§ Kutipan yang Disediakan
"""

Jumat, 28 Desember 2012

KOMPETISI DAN KOMPETENSI


Kalau aku nggak mengalah, nanti ada yang ngambek dan nggak mau main lagi, Yah! Terus permainannya berhenti. Nggak asyik dong!”. Itu jawaban Ulan, 8 tahun, saat ditanya kenapa ia mengalah ketika dadu justru menunjukkan ia sebagai pemenang dan berhak meneruskan permainan.
Sikap seperti itu kerap diperlihatkannya ketika bermain bersama teman-teman dan menghadapi persoalan khas anak-anak. Ulan memang bertipe plegmatis, suatu tipe dimana seseorang cenderung menghindari konflik, suka mengalah, mampu mendamaikan, tak egois, dll. Satu sikap yang dewasa ini diperlukan ketika sikap individual lebih didewakan.
Namun…
23 Desember 2012, BSR Swimming Pool. Hari ini Ulan hendak berlomba renang bertajuk “Break Your Time Limit!”. Perlombaan itu antara anak-anak yang berlatih di klub renang tersebut dan sebenarnya untuk mencatat kemajuan prestasi selama berlatih di sana. Jadi, gaya renang yang pernah diajarkan dilombakan dan dicatat waktu tempuhnya. Ulan berlomba dalam 4 lintasan: gaya bebas 1x25 m, gaya bebas 2x25m, gaya punggung 1x25m, dan gaya punggung 2x25 m.
Lomba pertama dimulai. Lima – enam anak bersiap di lintasan. Priitttt! Byyurrr! Anak-anak pun melompat ke dalam air begitu aba-aba dibunyikan. Bersemangat mereka mengayuh tangan dan menggerakkan kaki, berlomba mencapai garis finish. Ulan berada di depan, berjarak cukup jauh dengan teman di belakang. Sesekali ia menoleh untuk melihat posisi. Tiba-tiba ia memperlambat kayuhan. Meskipun menyelesaikan lomba sebagai juara, ia membuat penasaran sang ayah.
“Ulan hebat lho! Tadi cepat berenangnya dan berhasil menyelesaikan lomba”, puji sang Ayah. “Tapi, tadi Ayah lihat Ulan melambat. Kenapa?”

"""

§ Baris mentah
"""

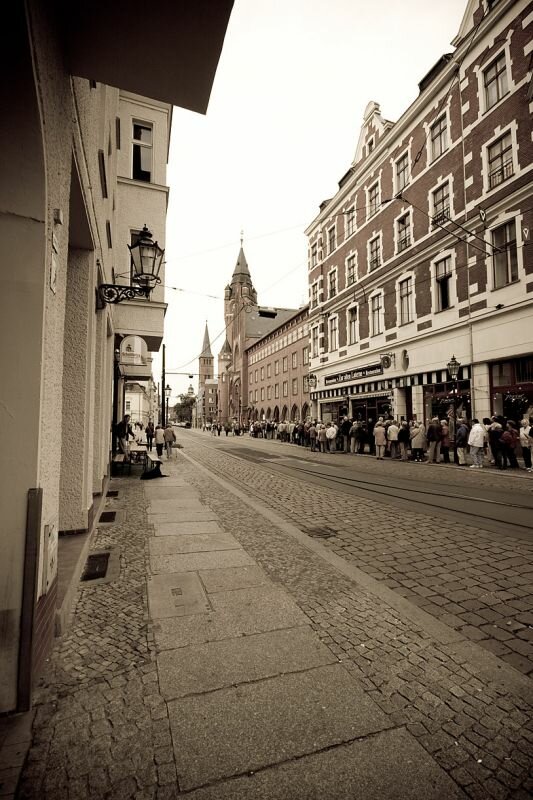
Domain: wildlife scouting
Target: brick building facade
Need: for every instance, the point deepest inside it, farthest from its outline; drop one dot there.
(423, 251)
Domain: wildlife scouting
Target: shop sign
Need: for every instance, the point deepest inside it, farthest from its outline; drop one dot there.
(354, 374)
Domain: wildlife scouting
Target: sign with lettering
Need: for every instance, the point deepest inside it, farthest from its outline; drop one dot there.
(354, 374)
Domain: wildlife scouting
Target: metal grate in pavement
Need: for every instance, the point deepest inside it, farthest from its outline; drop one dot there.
(96, 566)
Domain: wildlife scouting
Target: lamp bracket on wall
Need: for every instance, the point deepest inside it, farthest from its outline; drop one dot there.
(115, 293)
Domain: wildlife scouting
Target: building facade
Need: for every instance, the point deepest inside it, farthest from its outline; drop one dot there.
(83, 172)
(278, 372)
(246, 323)
(423, 252)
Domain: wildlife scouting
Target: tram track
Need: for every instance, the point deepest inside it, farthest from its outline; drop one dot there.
(509, 518)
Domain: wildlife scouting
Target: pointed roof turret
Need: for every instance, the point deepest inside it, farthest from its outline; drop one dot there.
(206, 347)
(226, 349)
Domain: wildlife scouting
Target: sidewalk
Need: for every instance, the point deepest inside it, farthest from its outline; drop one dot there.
(221, 663)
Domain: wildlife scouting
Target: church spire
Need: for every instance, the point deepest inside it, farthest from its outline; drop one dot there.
(206, 347)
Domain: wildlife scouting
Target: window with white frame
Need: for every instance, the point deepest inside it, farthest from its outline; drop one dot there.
(333, 333)
(401, 172)
(142, 134)
(352, 325)
(500, 160)
(374, 253)
(331, 239)
(373, 200)
(440, 199)
(376, 314)
(443, 282)
(350, 270)
(314, 342)
(504, 256)
(439, 137)
(406, 300)
(350, 221)
(332, 283)
(403, 232)
(495, 82)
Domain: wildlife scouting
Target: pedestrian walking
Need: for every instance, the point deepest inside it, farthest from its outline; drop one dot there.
(418, 441)
(403, 440)
(509, 439)
(526, 433)
(476, 441)
(380, 439)
(169, 437)
(392, 438)
(434, 438)
(461, 441)
(159, 436)
(445, 441)
(149, 435)
(322, 439)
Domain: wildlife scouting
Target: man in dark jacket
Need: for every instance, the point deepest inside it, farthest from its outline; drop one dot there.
(461, 441)
(345, 433)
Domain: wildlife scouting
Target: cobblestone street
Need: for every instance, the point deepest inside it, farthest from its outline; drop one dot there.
(110, 722)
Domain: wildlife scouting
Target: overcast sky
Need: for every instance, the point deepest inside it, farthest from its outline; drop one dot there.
(286, 109)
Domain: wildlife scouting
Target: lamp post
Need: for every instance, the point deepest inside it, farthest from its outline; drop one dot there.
(168, 392)
(453, 369)
(146, 260)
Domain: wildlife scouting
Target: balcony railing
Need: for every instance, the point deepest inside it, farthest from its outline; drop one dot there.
(501, 174)
(404, 242)
(441, 216)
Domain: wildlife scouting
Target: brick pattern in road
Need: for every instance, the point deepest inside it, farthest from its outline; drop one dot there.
(475, 581)
(479, 732)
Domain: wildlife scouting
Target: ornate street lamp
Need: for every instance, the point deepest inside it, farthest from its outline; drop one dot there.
(453, 368)
(146, 260)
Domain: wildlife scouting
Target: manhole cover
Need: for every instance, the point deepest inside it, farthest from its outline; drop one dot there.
(96, 566)
(321, 532)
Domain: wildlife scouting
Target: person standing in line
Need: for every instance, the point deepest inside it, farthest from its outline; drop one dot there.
(509, 440)
(434, 435)
(445, 441)
(461, 441)
(403, 441)
(169, 437)
(418, 441)
(322, 439)
(380, 439)
(392, 438)
(345, 433)
(149, 435)
(476, 441)
(331, 435)
(312, 437)
(526, 432)
(159, 436)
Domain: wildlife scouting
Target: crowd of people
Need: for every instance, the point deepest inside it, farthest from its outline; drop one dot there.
(496, 441)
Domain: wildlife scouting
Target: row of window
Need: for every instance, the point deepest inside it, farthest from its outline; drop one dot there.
(504, 259)
(499, 166)
(502, 241)
(257, 374)
(273, 392)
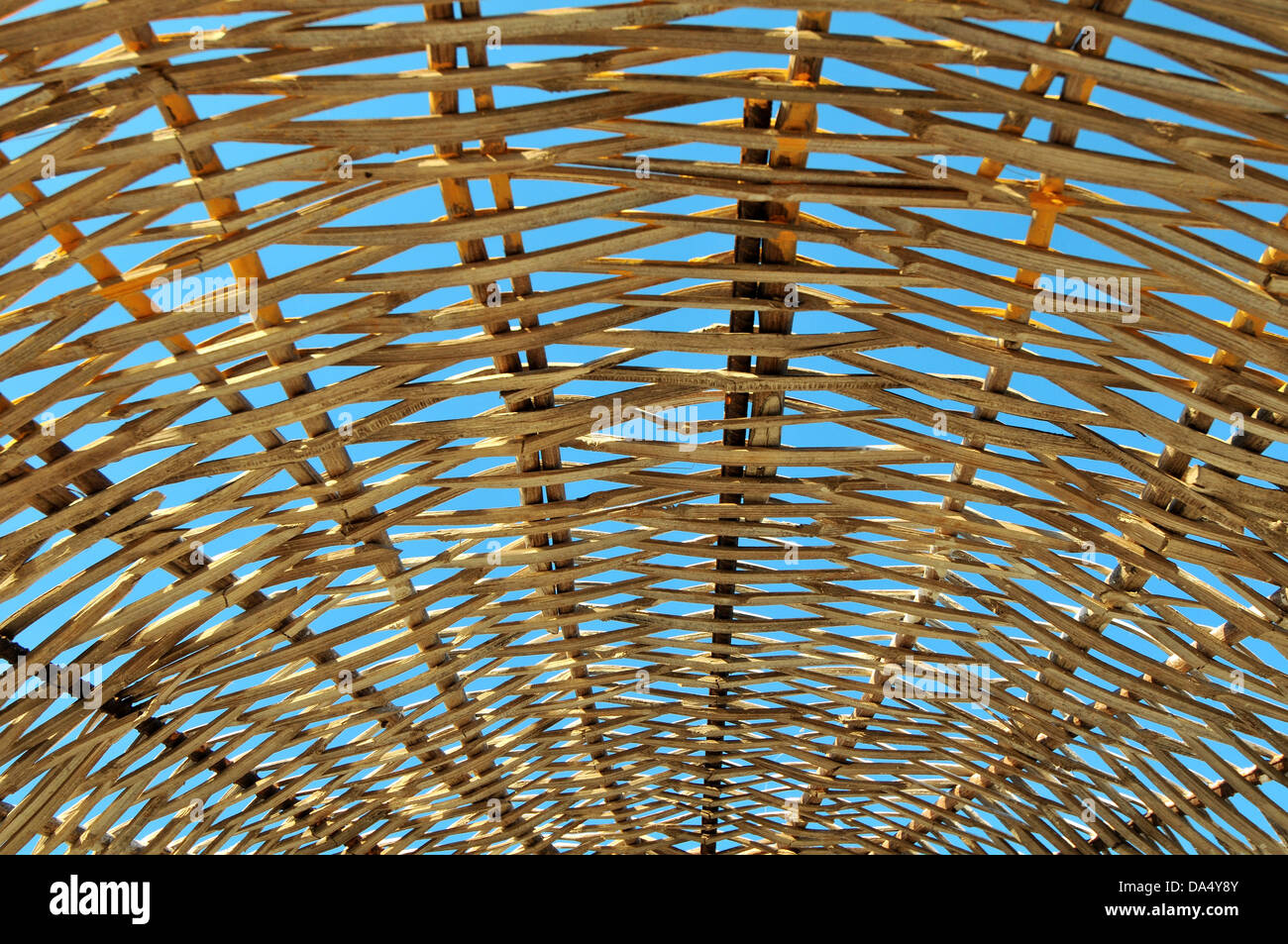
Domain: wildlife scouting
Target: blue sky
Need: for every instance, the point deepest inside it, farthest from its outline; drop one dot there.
(417, 541)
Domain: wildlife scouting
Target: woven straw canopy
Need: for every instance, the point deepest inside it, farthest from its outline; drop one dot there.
(644, 428)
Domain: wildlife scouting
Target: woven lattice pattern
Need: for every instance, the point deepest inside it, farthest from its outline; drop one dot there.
(644, 428)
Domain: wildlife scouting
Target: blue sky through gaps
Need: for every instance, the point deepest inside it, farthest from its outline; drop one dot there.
(421, 543)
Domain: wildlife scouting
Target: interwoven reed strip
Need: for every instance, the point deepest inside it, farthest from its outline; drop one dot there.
(362, 569)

"""

§ Pekerjaan yang Diminta
**A)** Menurut kutipan tentang lomba renang Ulan, apa judul perlombaan yang diikutinya di BSR Swimming Pool?
**B)** Sebutkan jumlah baris yang memuat kata "sign", cukup angkanya saja.

§ Sebagai Tanggapan
**A)** Perlombaan itu bertajuk “Break Your Time Limit!”.

**B)** 2